What you are asked to do ▸ The passage below about A Tale of Two Cities says the novel has everything a great film needs. List each of those things.

Passage ▸

A Tale of Two Cities (1859)

2.  A Tale of Two Cities

For a long time I not only ranked this as the best of the Dickens novels, but as one of the few 19th century novels not written in Russian that I really and truly loved (The Red and the Black and The Three Musketeers were my other two examples).  As I have re-read it again twice in the last couple of years, it has lost none of its power.  It is one of the few novels in history to have a truly amazing and memorable first and last line (Lolita, The Catcher in the Rye and The Princess Bride are the other three that really make that list), it has one of the great heroes in literature, the brilliant Sydney Carton, who almost qualifies as the first anti-hero as he drunkenly makes his way through the novel, only to come through in the end.  It has all the horrors of the French Revolution, but doesn’t lose sight of the human story at the center of the novel.  It’s amazing that only one great film version has been made (the 1935 version with Ronald Colman) because this is crying out to be filmed again and again.  It has everything a great film needs: a dark story, great supporting characters, a beautiful heroine, a tragic hero who sacrifices himself, blood, revolution, romance.

Extracted data ▸
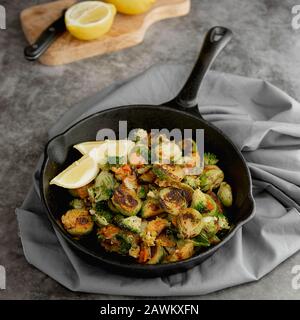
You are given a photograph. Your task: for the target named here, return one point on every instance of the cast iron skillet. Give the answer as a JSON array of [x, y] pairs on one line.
[[181, 112]]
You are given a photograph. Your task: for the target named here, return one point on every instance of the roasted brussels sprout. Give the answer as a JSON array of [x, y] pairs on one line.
[[153, 229], [211, 178], [77, 204], [168, 173], [219, 207], [188, 146], [126, 201], [186, 190], [144, 254], [199, 201], [203, 202], [210, 159], [102, 216], [201, 240], [139, 155], [172, 200], [225, 194], [77, 222], [151, 207], [210, 225], [184, 250], [166, 239], [133, 224], [156, 212], [189, 223], [192, 181], [158, 254], [167, 152], [103, 188], [142, 191], [114, 239], [147, 177]]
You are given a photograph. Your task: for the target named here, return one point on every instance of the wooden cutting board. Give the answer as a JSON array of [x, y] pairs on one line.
[[127, 30]]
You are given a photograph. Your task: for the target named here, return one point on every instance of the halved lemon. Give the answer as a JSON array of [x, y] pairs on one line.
[[90, 20], [78, 174], [132, 6]]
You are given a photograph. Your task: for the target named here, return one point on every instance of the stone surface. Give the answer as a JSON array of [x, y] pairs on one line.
[[33, 96]]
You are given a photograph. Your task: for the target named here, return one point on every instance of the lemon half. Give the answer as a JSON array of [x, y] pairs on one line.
[[78, 174], [132, 6], [90, 20]]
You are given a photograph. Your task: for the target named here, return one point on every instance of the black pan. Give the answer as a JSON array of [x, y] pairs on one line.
[[181, 112]]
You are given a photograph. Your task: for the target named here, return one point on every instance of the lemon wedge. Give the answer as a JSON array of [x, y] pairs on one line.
[[90, 20], [132, 6], [78, 174]]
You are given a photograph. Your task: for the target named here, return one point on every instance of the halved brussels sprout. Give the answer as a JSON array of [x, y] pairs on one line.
[[103, 188], [184, 250], [211, 178], [210, 158], [77, 204], [189, 223], [166, 239], [142, 191], [151, 207], [139, 155], [153, 229], [167, 152], [114, 239], [147, 177], [158, 254], [186, 190], [77, 222], [225, 194], [199, 200], [192, 181], [126, 201], [168, 172], [112, 207], [133, 224], [102, 216], [172, 200], [188, 146], [210, 225], [204, 202]]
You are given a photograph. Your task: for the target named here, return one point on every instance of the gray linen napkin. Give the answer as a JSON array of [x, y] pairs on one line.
[[265, 124]]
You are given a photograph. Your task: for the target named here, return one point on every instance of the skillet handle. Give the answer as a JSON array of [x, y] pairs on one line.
[[215, 41]]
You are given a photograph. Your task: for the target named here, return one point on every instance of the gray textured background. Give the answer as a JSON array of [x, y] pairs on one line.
[[33, 96]]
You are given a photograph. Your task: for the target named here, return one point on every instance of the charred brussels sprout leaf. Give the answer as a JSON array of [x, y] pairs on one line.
[[192, 181], [211, 178], [199, 200], [172, 200], [210, 158], [225, 194], [77, 204], [103, 188], [102, 216], [151, 208], [189, 223], [133, 224], [77, 222]]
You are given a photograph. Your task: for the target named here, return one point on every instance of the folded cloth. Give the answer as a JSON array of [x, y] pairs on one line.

Completed exercise ▸
- a dark story
- great supporting characters
- a beautiful heroine
- a tragic hero who sacrifices himself
- blood
- revolution
- romance